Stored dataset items
______
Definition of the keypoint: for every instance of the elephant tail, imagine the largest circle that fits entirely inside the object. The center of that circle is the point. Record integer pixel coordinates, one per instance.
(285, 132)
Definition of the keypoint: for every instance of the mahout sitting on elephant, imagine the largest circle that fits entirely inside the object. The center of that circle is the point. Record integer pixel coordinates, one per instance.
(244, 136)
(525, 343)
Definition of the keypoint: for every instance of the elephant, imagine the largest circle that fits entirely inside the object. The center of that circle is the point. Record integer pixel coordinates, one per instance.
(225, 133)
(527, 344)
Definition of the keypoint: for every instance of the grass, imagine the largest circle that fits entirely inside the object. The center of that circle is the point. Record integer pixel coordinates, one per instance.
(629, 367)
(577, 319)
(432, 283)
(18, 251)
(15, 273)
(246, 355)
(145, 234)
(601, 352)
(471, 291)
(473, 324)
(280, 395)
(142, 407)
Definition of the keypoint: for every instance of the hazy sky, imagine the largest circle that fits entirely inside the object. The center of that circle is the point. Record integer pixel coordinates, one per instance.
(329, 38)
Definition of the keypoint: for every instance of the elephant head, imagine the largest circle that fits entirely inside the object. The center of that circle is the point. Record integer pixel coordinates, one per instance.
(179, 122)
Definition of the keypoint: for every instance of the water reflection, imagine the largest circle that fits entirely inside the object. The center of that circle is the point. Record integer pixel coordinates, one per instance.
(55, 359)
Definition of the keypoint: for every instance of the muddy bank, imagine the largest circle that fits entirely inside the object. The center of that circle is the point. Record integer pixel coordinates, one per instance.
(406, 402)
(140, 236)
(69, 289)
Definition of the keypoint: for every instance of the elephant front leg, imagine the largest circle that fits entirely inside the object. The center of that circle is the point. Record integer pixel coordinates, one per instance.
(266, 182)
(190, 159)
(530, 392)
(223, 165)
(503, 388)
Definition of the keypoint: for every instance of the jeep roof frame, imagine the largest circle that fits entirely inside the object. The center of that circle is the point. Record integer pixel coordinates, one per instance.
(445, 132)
______
▸ **EXERCISE GOAL**
When you reach this point, go back and write out each record above exactly.

▸ **RESULT**
Definition of the keypoint: for every instance of the elephant tail, imagine the largest circle that fits entirely inside the object. The center of that circle is the point. Record integer pixel coordinates, one per instance.
(285, 132)
Definition of the keypoint: for every instance of the mahout sitting on elephant, imagine the largest circle that fits entirely inside the object. The center of that circle is the point. Record integer pixel coordinates, one per instance.
(244, 136)
(525, 343)
Definition of the keypoint: for every instance of the elephant, imagine the largest circle that fits entirely inside the object. The center of that circle is the point. Record integer pixel coordinates, one per instance.
(225, 133)
(527, 344)
Definition of the keypoint: for every instance of the grass, imagine the largest circle that fits entirely inside the object. The center of that circle is the point. Record integer pixel coordinates, one per instance.
(629, 367)
(577, 319)
(432, 283)
(18, 251)
(15, 273)
(246, 355)
(145, 234)
(601, 352)
(471, 291)
(473, 324)
(280, 395)
(142, 407)
Definition of the keypoint: for every instance of the hazy sky, imagine the largest circle that fits entirely inside the object. The center of that circle is the point. Record integer pixel coordinates, one per instance.
(329, 38)
Definition of the keypoint: for every instance of the elephant head, imagine the largest circle that fits entirely inside the object. The center of that circle is the point. Record integer pixel coordinates, one per instance.
(179, 122)
Definition of the keypoint: for every instance of the water reflection, imagine the largest circle that fits entirely inside the object. The center of that circle is the point. Record integer pixel coordinates, one per instance.
(55, 359)
Definition of the keypoint: for every instance of the muddy bank, imagine the largest circle that fits entirely inside the object. The center of that circle is the point. Record integer pixel coordinates, one per instance.
(406, 402)
(140, 236)
(69, 289)
Definition of the keypoint: for every instance of the elephant front leg, imagine the largest circle that fits entirely inside the object. The center of that circle is the point. Record integer pixel coordinates, one per instance.
(266, 182)
(190, 159)
(530, 392)
(223, 165)
(503, 388)
Definition of the keypoint: for every instance of the jeep roof frame, imagine the largest circle that fits entirely inside the object. The center of that circle is the point. Record integer pixel coordinates, one per instance.
(445, 132)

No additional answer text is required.